### Passage to read
== == ==

Rohini Nilekani (born 1960) is an Indian writer, author and philanthropist. She is the founder of Arghyam Foundation, a non-profit that focuses on water and sanitation issues, founded in 2001. She also chairs the Akshara Foundation, which focuses on elementary education. Nilekani serves as the co-founder and director of non-profit education platform, EkStep.

Early life 
Rohini grew up in a middle-class family in Mumbai, India. Her father was an engineer and her mother a homemaker. She holds a degree in French literature from Elphinstone College.

Career and work 
After completing her studies, Rohini started working as a reporter at the now-defunct Bombay Magazine in 1980 and later worked in Bangalore for Sunday magazine.

In 1998, she released her first novel, Stillborn, which was published by Penguin Books. Stillborn was a medical thriller novel and was well received by the readers. She has written and published her own children's stories, Sringeri Series, published by Pratham Books, a non-profit publisher of children's books, which she co-founded in 2004.

Her second book, Uncommon Ground, a nonfiction work based on her reporting as an anchor of the 2008 Indian TV program of the same name. Uncommon Ground was also published by Penguin Books in 2011. In 2001, Rohini Nilekani founded Arghyam Foundation, a non-profit that works on water and sanitation issues and is funded by her personal endowment.

Nilekani is on the board of trustees of Ashoka Trust for Research in Ecology and the Environment (ATREE). She serves on the Eminent Persons Advisory Group of the Competition Commission of India since May 2012. In July 2011, she was appointed as a member of the Audit Advisory Board of the Comptroller and Auditor General of India. She was inducted as a Foreign Honorary Member of the American Academy of Arts and Sciences in 2017.

== == ==

### Instructions
1. In the profile of Rohini Nilekani, which publisher released her first novel, Stillborn?
2. Echo the stretch of the Rohini Nilekani profile from "In 1998, she" through "co-founded in 2004.".

== == ==

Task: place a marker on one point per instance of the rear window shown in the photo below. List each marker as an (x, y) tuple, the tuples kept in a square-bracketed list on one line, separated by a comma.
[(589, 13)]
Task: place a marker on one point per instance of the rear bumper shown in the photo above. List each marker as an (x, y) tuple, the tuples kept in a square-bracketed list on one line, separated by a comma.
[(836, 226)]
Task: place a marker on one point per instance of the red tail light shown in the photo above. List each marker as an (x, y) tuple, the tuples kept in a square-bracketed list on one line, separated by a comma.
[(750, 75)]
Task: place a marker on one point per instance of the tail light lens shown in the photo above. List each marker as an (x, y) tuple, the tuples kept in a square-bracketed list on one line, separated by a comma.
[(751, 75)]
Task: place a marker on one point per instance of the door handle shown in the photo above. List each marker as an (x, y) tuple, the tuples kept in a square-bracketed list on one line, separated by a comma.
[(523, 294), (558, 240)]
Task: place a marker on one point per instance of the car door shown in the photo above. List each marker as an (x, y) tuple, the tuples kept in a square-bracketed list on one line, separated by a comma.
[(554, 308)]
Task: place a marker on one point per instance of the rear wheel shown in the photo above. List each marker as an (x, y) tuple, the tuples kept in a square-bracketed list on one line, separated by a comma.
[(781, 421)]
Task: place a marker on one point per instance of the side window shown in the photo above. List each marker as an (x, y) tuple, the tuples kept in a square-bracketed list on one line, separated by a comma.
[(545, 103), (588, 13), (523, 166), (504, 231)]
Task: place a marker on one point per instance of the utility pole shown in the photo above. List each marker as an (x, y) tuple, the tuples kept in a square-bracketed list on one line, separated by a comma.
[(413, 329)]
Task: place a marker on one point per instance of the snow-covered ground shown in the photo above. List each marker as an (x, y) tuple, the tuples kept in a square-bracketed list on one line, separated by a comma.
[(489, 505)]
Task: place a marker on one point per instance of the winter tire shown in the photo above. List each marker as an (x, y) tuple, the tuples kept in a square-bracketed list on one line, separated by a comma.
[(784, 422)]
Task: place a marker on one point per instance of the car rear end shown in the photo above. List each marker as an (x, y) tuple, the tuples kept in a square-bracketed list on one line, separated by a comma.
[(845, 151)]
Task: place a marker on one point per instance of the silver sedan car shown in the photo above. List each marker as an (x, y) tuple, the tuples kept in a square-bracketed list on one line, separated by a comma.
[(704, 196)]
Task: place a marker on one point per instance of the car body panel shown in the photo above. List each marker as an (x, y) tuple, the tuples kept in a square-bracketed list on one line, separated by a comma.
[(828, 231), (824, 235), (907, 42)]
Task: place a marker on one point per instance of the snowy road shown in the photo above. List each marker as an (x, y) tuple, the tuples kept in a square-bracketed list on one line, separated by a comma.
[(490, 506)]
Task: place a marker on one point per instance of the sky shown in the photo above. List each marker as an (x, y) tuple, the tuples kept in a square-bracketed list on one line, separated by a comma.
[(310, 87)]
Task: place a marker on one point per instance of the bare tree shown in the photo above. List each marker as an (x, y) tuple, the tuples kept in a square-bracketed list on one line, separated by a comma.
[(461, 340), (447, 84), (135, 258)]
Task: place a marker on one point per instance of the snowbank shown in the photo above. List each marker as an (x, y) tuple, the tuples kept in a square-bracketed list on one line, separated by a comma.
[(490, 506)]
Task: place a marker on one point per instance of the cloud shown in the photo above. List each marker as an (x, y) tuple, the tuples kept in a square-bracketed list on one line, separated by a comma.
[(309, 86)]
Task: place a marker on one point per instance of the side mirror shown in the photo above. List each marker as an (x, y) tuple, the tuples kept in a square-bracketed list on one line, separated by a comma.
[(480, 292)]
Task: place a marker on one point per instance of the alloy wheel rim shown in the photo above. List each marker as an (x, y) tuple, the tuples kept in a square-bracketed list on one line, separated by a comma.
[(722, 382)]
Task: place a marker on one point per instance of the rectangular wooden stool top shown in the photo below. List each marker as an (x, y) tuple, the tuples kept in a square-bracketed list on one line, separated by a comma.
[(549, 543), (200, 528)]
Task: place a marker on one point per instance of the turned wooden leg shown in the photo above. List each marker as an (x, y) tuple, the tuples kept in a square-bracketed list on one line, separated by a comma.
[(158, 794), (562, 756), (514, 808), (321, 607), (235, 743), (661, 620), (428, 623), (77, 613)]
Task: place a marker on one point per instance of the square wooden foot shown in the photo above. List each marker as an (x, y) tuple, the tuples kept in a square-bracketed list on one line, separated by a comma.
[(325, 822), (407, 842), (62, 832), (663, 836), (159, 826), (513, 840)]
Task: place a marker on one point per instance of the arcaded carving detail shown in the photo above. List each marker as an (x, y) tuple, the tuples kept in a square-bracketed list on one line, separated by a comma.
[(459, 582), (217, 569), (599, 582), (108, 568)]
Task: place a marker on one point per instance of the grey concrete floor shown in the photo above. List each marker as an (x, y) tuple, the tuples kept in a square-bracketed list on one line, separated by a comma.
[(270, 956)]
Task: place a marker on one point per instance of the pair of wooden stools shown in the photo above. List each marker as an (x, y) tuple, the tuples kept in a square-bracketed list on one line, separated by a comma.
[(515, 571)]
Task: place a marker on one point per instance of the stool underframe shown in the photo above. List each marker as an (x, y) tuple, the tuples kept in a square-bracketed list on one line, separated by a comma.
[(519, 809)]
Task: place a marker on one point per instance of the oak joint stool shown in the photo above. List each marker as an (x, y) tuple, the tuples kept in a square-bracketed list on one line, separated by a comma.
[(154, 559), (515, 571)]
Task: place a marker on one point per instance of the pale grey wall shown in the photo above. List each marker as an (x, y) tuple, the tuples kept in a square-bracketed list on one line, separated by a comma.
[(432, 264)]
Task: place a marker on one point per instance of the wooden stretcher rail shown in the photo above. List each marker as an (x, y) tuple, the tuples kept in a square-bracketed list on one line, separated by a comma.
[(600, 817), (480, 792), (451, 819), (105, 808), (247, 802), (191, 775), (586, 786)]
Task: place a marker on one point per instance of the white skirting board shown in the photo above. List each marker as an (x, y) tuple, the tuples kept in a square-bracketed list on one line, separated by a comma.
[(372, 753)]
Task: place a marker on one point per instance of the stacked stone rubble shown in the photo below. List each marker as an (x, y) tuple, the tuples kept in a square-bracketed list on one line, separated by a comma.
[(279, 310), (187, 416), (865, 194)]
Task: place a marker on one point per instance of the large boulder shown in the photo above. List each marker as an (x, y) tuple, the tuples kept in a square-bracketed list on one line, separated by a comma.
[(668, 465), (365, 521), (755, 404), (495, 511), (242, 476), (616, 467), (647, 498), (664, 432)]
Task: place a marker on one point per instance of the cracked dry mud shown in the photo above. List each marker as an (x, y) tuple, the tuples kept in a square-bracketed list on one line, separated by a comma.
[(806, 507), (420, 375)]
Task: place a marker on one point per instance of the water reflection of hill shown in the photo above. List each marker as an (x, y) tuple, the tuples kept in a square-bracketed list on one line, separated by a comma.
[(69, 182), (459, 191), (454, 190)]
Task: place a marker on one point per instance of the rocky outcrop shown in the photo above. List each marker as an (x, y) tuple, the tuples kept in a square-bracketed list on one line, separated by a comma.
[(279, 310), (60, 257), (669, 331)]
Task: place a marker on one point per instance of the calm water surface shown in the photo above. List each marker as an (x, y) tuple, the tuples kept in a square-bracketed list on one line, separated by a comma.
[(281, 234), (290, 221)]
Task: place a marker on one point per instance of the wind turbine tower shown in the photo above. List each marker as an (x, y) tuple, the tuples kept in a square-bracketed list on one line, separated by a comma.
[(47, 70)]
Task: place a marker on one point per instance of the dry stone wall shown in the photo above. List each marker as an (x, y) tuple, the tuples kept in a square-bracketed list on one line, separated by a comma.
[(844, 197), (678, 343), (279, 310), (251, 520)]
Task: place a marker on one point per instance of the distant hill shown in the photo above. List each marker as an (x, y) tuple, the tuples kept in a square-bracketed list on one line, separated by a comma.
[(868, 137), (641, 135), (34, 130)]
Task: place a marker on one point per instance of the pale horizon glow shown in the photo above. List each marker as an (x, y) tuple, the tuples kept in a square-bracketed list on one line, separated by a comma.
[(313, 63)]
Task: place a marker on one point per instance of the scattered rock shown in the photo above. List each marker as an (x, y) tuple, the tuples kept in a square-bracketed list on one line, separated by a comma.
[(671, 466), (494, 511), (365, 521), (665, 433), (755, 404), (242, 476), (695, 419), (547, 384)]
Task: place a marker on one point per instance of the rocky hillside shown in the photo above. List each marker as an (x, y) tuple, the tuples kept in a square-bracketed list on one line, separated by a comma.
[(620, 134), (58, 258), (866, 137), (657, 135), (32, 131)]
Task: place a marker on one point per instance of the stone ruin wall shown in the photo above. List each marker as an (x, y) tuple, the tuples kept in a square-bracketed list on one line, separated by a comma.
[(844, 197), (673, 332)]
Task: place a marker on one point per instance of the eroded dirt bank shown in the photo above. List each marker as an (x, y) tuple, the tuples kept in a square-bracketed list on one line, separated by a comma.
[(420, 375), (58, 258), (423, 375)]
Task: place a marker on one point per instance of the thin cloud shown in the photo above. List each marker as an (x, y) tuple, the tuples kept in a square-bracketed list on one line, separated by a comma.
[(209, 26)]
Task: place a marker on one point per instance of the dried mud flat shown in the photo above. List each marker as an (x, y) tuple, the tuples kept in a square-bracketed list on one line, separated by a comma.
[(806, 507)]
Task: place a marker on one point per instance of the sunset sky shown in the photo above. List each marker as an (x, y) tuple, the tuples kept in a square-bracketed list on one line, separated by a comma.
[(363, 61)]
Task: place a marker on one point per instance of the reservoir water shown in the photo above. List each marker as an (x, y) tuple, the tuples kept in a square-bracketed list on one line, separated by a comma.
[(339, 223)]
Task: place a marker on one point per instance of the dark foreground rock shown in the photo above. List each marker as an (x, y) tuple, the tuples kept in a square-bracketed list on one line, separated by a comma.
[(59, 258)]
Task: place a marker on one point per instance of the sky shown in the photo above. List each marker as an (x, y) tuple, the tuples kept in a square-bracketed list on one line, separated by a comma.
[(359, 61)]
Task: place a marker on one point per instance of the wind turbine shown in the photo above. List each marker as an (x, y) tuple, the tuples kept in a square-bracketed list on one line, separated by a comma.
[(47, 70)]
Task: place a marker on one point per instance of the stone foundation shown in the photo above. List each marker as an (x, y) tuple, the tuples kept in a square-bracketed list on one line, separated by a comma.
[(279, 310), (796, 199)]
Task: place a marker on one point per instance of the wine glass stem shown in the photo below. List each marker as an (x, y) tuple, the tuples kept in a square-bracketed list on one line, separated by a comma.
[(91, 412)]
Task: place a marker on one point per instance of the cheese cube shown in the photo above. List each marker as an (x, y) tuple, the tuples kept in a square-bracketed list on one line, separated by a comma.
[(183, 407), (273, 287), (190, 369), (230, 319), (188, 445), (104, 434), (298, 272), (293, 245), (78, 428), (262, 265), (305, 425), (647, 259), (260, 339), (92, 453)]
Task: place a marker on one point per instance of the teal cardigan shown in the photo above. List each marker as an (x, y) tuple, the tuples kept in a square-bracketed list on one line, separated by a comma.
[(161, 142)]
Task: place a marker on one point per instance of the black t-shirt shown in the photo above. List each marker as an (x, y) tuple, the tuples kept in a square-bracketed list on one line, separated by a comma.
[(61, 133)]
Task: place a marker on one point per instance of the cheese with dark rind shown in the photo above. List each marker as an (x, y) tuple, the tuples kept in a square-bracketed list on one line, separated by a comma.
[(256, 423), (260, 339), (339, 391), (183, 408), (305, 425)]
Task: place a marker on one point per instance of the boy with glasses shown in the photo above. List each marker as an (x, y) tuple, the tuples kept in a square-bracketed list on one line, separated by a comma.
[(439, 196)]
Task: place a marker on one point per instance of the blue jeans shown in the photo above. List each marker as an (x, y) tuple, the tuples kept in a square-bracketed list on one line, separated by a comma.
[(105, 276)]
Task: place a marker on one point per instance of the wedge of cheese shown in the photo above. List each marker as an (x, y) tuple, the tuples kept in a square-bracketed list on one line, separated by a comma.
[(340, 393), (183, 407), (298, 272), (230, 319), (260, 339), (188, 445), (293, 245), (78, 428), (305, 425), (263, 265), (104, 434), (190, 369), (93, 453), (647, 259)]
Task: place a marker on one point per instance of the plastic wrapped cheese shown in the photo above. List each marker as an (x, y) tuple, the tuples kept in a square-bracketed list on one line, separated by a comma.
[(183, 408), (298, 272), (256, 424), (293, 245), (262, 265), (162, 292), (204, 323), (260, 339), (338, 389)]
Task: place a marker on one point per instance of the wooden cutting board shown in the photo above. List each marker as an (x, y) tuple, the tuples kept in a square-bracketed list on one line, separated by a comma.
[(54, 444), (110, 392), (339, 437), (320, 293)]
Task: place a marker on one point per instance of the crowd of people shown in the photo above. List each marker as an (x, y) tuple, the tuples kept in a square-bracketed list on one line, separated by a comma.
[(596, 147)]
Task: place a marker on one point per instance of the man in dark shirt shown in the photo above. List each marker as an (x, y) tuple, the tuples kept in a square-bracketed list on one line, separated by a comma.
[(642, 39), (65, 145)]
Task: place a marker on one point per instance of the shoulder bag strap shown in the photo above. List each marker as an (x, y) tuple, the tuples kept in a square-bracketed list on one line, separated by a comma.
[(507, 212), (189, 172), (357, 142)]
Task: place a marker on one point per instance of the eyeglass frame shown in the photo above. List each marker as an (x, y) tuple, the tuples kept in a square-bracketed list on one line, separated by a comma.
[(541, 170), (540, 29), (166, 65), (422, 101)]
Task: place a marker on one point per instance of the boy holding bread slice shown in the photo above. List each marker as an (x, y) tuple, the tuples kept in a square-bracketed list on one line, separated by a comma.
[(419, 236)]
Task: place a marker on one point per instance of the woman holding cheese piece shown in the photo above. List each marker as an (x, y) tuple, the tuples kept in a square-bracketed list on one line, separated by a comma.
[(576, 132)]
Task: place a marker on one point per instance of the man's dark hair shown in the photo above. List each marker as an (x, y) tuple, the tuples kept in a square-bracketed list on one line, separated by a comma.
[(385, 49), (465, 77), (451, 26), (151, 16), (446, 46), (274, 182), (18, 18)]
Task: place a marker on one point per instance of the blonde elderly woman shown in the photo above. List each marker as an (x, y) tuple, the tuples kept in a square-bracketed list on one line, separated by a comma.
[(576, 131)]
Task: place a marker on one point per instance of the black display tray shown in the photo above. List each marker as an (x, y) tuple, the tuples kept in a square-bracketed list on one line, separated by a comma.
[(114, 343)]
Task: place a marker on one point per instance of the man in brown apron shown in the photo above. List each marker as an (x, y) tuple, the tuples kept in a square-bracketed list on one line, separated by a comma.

== == ==

### Results of the tasks
1. Penguin Books

2.
In 1998, she released her first novel, Stillborn, which was published by Penguin Books. Stillborn was a medical thriller novel and was well received by the readers. She has written and published her own children's stories, Sringeri Series, published by Pratham Books, a non-profit publisher of children's books, which she co-founded in 2004.